#### REQUIRED TASK:
Add 40 to every coordinate in the answer outlines and reproduce the data from its start up to and including the line containing "329], [83, 314]]]", with all other lines copied unchanged. Leave the pictures out of your answer.

Shape labeling data:
= = = =

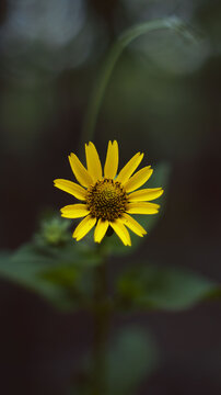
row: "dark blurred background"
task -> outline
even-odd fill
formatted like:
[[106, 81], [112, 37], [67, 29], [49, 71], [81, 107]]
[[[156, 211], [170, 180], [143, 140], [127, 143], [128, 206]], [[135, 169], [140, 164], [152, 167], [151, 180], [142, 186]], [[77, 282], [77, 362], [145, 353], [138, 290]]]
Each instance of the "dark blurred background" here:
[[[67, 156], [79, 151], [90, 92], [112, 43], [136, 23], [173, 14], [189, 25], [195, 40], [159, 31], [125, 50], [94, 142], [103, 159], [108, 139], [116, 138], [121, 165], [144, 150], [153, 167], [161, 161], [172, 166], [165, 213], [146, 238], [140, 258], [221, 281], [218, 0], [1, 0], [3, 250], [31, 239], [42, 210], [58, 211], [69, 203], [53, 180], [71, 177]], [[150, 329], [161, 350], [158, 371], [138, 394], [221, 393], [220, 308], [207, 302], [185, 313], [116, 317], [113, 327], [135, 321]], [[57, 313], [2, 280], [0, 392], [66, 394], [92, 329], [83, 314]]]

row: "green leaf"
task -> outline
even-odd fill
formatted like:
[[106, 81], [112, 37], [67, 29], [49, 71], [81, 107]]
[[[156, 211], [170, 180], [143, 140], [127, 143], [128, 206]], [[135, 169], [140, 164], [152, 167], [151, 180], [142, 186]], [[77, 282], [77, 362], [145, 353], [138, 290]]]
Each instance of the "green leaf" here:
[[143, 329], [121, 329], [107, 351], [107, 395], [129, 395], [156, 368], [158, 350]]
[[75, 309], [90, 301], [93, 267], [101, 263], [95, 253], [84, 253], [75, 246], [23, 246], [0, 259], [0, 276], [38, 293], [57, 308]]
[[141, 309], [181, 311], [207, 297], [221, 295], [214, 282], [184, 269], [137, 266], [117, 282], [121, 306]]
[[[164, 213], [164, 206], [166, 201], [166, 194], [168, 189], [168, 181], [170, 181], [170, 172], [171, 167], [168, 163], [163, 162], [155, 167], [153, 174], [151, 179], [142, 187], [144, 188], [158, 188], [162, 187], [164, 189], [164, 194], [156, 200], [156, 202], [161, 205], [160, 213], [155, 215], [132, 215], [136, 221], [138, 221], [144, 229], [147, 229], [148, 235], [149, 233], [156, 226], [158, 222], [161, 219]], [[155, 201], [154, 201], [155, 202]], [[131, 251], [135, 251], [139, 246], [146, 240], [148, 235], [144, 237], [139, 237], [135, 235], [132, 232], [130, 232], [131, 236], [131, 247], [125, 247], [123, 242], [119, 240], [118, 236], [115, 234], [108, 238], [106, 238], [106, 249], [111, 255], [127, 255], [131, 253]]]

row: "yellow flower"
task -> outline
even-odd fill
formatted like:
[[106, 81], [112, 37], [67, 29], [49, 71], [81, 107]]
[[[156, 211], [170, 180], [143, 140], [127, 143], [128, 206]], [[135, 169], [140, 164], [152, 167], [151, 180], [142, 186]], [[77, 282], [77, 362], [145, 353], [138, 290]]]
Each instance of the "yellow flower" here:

= = = =

#### EXERCISE ANSWER:
row: "dark blurred background"
task -> outline
even-odd fill
formatted like:
[[106, 81], [112, 37], [67, 29], [49, 71], [81, 107]]
[[[156, 211], [170, 180], [143, 140], [127, 143], [128, 206]], [[135, 169], [140, 164], [152, 167], [151, 180], [142, 186]], [[77, 282], [77, 362], [145, 353], [138, 290]]]
Each instance of the "dark blurred background" here:
[[[107, 196], [119, 191], [130, 132], [152, 83], [176, 63], [213, 54], [229, 65], [235, 80], [199, 71], [165, 90], [134, 182], [143, 199], [148, 179], [156, 178], [161, 205], [184, 190], [193, 207], [201, 201], [212, 206], [205, 253], [186, 278], [180, 298], [261, 321], [258, 40], [41, 40], [43, 290], [71, 279], [82, 250], [98, 251], [109, 243], [93, 220], [111, 217]], [[190, 369], [201, 390], [198, 411], [178, 434], [261, 433], [260, 348], [247, 342], [225, 353], [156, 357], [153, 367], [175, 361]], [[97, 353], [42, 320], [40, 432], [106, 434], [132, 369], [123, 354]]]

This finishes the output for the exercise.